##### PASSAGE PROVIDED
If you are struggling with any type of addiction, East Tennessee State University’s SMART Recovery is here to help.
ETSU SMART Recovery is a group for students who struggle with alcohol, substance or behavioral addiction. ETSU SMART is a nonprofit, science-based program that helps people recover from addictive behaviors.
According to Cameron Chapman, a co-facilitator of the group, the program consists of four points.
Chapman said the heart of SMART Recovery is a four-point program, which is comprised of:
1. Building and Maintaining Motivation
2. Coping with Urges
3. Managing Thoughts, Feelings and Behaviors
4. Living a Balanced Life
The group, which started at the university in 1994, is being revived this semester. Meetings currently take place every Wednesday in the third floor of the Culp Center, in room 4a from 12-1:30 p.m.
“We had one individual last week, which is not unusual when starting a new group,” Chapman said. “In the past week, more students have shown interest in SMART, and we continue to get referrals through the counseling center. We welcome any ETSU student who recognizes that they might benefit from this group”
All attendees of the group have an opportunity to speak along with a facilitator present. The facilitator’s role is designed to guide conversation and, initially, to provide tools to the group as a whole.
According to Chapman, one of the most important aspects of the meetings is confidentiality.
“An important ground rule of this group is that what is said in the group, stays in the group,” Chapman said.
##########
##### SUPPLIED ENTRIES
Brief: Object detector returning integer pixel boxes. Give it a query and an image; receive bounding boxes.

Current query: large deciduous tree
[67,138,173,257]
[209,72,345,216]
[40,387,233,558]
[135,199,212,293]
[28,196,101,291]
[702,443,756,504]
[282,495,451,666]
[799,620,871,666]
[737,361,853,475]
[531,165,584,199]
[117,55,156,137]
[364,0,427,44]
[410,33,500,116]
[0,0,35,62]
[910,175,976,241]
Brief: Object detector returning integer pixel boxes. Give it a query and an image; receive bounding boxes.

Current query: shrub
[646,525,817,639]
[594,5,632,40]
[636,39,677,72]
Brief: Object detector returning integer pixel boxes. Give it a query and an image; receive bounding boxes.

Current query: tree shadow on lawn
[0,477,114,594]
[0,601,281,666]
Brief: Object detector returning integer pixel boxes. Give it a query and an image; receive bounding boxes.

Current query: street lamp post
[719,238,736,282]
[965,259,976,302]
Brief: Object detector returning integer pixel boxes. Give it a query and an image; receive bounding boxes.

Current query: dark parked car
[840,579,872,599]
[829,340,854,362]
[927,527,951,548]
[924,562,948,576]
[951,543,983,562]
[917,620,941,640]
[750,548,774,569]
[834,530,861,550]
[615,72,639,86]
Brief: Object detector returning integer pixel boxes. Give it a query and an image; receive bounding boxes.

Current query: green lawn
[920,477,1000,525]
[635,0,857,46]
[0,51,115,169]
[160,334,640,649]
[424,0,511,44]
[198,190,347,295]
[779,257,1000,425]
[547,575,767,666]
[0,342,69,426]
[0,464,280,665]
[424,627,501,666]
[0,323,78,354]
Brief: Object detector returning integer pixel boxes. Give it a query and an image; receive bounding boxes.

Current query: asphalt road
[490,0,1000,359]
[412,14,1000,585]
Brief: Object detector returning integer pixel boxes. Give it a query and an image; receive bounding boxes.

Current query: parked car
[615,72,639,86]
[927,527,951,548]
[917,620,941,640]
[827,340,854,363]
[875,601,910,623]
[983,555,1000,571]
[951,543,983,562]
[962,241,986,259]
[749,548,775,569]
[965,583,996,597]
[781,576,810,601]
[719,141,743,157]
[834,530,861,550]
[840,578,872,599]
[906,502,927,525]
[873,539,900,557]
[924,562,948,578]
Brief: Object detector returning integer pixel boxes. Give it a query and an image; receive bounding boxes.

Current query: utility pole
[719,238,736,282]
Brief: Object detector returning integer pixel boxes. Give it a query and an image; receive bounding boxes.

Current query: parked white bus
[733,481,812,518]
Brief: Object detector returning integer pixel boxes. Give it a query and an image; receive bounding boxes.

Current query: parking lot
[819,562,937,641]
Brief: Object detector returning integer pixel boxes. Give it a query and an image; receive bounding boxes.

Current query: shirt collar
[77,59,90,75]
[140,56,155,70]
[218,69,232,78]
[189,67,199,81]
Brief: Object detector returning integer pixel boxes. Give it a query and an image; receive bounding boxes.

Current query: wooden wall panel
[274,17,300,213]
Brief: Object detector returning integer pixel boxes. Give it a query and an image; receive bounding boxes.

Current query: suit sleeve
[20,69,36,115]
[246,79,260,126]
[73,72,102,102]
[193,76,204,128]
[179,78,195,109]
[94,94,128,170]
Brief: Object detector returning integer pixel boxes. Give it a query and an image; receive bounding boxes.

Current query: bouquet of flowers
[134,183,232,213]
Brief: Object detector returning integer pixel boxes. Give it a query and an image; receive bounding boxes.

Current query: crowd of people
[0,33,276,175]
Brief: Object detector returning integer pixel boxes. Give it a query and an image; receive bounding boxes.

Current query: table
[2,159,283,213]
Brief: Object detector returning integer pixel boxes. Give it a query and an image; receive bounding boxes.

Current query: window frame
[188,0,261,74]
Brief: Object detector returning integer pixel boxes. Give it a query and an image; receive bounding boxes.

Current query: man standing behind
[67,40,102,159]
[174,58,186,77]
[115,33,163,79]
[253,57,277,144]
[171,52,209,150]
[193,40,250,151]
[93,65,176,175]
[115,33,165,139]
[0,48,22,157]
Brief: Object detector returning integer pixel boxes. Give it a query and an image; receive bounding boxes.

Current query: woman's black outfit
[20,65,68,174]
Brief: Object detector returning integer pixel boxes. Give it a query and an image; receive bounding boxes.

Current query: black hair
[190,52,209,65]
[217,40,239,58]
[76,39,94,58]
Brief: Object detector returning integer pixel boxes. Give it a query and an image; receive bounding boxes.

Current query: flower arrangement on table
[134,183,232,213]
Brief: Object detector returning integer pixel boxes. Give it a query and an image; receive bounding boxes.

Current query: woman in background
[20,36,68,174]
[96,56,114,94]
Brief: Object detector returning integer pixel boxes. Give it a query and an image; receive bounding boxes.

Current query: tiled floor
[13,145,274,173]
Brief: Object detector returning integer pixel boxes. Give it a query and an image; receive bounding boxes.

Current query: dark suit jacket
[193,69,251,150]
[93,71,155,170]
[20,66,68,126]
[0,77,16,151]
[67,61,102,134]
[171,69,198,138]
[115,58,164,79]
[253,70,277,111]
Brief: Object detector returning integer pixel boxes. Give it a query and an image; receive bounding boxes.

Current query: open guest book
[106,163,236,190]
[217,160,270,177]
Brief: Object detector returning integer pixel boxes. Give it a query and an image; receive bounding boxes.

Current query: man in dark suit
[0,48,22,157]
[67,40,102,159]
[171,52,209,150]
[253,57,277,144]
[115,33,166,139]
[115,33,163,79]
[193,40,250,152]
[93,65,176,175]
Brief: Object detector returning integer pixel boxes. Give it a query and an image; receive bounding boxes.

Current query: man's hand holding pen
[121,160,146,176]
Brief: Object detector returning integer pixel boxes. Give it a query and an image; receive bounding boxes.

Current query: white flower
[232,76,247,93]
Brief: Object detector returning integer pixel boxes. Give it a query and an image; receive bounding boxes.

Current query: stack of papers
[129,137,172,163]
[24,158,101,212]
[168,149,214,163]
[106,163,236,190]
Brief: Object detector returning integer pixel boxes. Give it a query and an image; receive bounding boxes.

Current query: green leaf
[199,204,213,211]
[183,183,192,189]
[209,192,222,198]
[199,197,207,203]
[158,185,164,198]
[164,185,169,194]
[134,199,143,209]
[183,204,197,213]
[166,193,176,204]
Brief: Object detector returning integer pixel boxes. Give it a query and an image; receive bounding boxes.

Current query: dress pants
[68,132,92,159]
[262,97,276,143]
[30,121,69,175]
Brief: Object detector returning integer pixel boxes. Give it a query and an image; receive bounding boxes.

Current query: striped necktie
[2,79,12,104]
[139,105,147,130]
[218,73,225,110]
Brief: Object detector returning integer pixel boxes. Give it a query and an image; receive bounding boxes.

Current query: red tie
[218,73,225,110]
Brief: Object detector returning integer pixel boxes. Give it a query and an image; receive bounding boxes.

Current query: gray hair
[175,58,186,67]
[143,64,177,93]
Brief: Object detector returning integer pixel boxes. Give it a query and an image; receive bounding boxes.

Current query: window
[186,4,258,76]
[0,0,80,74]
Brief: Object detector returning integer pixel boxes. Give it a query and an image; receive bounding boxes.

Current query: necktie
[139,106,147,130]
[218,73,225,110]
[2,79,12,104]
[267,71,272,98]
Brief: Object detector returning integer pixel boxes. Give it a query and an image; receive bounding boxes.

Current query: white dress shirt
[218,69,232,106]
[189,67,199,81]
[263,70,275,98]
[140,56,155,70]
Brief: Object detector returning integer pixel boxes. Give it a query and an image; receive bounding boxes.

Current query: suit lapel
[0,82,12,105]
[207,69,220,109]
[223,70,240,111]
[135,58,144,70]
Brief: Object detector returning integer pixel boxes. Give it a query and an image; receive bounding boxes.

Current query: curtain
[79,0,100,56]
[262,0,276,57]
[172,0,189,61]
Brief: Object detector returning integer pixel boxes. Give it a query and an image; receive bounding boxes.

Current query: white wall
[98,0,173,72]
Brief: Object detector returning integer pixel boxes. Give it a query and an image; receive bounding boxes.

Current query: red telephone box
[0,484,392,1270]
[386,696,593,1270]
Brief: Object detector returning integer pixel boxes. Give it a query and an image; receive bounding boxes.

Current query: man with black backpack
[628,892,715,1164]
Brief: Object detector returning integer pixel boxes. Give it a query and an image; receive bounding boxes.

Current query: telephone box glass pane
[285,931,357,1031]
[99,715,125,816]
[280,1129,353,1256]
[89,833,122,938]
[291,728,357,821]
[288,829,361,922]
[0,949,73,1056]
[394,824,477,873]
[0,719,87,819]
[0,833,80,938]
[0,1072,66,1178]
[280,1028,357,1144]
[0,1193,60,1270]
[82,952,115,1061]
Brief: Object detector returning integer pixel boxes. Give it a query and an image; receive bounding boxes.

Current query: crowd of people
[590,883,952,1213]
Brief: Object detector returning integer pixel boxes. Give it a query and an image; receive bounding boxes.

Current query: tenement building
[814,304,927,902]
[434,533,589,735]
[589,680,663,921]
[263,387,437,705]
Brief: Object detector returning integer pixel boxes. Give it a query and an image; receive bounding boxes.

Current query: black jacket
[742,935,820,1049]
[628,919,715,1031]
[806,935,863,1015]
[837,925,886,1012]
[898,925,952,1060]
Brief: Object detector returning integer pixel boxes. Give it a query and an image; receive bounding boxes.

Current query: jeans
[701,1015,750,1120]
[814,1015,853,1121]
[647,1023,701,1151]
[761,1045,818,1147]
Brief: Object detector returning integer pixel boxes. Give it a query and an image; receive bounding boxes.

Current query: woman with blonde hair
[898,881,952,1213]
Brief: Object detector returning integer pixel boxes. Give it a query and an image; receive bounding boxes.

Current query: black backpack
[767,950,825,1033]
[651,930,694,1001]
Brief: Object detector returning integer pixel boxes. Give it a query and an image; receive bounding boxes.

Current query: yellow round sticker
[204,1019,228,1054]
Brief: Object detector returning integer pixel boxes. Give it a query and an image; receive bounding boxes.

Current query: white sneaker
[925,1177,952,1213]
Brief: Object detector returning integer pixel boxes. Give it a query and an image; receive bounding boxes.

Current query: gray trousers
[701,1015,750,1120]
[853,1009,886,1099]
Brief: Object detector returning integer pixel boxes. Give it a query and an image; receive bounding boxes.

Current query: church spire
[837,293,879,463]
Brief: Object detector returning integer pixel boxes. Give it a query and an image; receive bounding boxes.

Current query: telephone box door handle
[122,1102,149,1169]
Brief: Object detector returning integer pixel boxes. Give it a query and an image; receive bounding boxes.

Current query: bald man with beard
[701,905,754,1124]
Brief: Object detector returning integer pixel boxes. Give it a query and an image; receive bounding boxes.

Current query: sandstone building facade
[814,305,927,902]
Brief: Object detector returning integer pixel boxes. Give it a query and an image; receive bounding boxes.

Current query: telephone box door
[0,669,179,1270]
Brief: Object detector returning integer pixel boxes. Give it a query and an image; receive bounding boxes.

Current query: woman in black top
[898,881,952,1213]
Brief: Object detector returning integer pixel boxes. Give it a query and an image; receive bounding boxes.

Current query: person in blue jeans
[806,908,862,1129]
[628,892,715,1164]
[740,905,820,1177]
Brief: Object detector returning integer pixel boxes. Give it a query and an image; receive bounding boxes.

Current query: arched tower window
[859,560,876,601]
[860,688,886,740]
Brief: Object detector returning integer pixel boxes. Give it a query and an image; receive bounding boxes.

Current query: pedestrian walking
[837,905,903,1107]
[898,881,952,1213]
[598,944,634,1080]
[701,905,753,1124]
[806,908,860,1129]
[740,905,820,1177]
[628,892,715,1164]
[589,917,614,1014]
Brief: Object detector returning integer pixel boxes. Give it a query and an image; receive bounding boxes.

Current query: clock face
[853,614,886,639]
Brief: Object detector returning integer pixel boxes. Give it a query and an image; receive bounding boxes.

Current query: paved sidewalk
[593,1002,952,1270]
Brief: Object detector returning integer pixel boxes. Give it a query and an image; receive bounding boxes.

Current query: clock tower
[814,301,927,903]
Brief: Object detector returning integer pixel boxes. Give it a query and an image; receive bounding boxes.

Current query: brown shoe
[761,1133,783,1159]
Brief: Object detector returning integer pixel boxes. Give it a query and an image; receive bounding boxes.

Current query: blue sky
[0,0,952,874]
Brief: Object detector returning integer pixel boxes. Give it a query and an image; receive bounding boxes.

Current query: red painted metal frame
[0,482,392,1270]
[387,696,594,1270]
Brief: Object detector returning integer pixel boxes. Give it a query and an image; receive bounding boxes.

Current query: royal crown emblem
##########
## REQUIREMENT A:
Rewrite the article on ETSU SMART Recovery starting with "If you are struggling" and going on through "from addictive behaviors.", using "not-for-profit" in place of "nonprofit".
## REQUIREMENT B:
Carry on the article about ETSU SMART Recovery from the point where it stops.

## EXERCISE ANSWER A:
If you are struggling with any type of addiction, East Tennessee State University’s SMART Recovery is here to help.
ETSU SMART Recovery is a group for students who struggle with alcohol, substance or behavioral addiction. ETSU SMART is a not-for-profit, science-based program that helps people recover from addictive behaviors.

## EXERCISE ANSWER B:
“In order for group therapy to be effective and productive, members need to feel like they can be vulnerable and honest with each other,” Chapman continued. “That level of vulnerability and honesty can only happen if everyone trusts that what they are sharing will be protected. Confidentiality is one of the highest values that we hold as facilitators and maintaining group members confidentiality will be expected of participants.”
In addition to being a co-facilitator of the group, Chapman is also a graduate student at the university heading towards a master’s in counseling.
“Part of my own purpose is to help people develop a greater understanding of their own pain and to explore it, with the hope that that exploration will lead to making changes that support them in living their best life,” Chapman said. “SMART Recovery may provide an avenue for this to become a possibility.”
For more information on the group, you can contact Chapman at firstname.lastname@example.org.
“Addiction, which can take various forms, profoundly impacts our culture,” Chapman said.